[Records for this exercise]
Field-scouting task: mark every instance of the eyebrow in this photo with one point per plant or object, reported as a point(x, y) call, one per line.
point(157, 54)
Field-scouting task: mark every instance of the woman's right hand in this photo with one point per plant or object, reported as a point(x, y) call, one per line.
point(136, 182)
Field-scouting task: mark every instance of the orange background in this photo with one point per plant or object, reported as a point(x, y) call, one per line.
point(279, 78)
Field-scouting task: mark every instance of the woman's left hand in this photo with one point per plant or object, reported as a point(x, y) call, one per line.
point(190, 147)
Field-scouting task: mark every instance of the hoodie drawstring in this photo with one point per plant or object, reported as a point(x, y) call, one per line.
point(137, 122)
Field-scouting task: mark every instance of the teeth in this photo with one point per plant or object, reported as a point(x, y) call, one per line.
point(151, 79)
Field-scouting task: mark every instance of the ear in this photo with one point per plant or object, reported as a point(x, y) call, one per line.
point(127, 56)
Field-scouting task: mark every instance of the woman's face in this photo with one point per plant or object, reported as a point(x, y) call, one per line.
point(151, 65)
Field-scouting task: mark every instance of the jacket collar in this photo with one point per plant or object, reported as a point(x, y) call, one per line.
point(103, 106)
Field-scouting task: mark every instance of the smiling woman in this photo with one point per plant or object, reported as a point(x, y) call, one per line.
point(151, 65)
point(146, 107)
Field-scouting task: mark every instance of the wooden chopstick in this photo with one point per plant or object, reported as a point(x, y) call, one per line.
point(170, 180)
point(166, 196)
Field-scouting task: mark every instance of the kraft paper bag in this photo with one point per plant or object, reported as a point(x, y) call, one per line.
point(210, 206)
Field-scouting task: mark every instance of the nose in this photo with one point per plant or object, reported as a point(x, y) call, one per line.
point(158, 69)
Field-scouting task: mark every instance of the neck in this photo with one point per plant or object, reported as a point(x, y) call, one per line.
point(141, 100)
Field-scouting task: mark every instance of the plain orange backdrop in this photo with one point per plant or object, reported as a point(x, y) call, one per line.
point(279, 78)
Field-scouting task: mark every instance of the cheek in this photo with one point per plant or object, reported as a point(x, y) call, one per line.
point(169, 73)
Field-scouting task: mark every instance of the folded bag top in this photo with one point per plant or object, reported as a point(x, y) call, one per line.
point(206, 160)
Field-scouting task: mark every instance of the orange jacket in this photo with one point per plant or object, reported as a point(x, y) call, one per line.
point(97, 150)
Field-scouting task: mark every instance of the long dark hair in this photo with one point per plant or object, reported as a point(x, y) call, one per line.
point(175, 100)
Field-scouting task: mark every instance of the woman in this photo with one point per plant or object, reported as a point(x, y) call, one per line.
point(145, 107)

[Work required] Please express the listing lines between the one containing "Field-scouting task: mark every instance of the teeth" and the one containing "point(166, 196)", inclusive, as a JSON list of strings with one string per line, omitting blank lines.

[Answer for the task]
[
  "Field-scouting task: mark every instance of the teeth in this photo with one point per plant or object, reported as a point(x, y) call, one per line.",
  "point(151, 79)",
  "Field-scouting task: mark every instance of the ear in this photo with one point per plant or object, reported as a point(x, y) call, one per line.",
  "point(127, 56)",
  "Field-scouting task: mark every instance of the woman's face in this photo with one point per plant or object, reported as a point(x, y) call, one per line.",
  "point(151, 65)",
  "Field-scouting task: mark every instance of the jacket collar in this photo with one point per plant or object, reported as a point(x, y) call, one per line.",
  "point(103, 106)",
  "Field-scouting task: mark every instance of the smiling woman in this photo with one point per plant or object, reported as a point(x, y) call, one per line.",
  "point(151, 65)",
  "point(146, 107)",
  "Field-scouting task: mark every instance of the wooden chopstick in this photo with one point per plant or object, reported as a point(x, y) call, one per line.",
  "point(170, 180)",
  "point(166, 196)"
]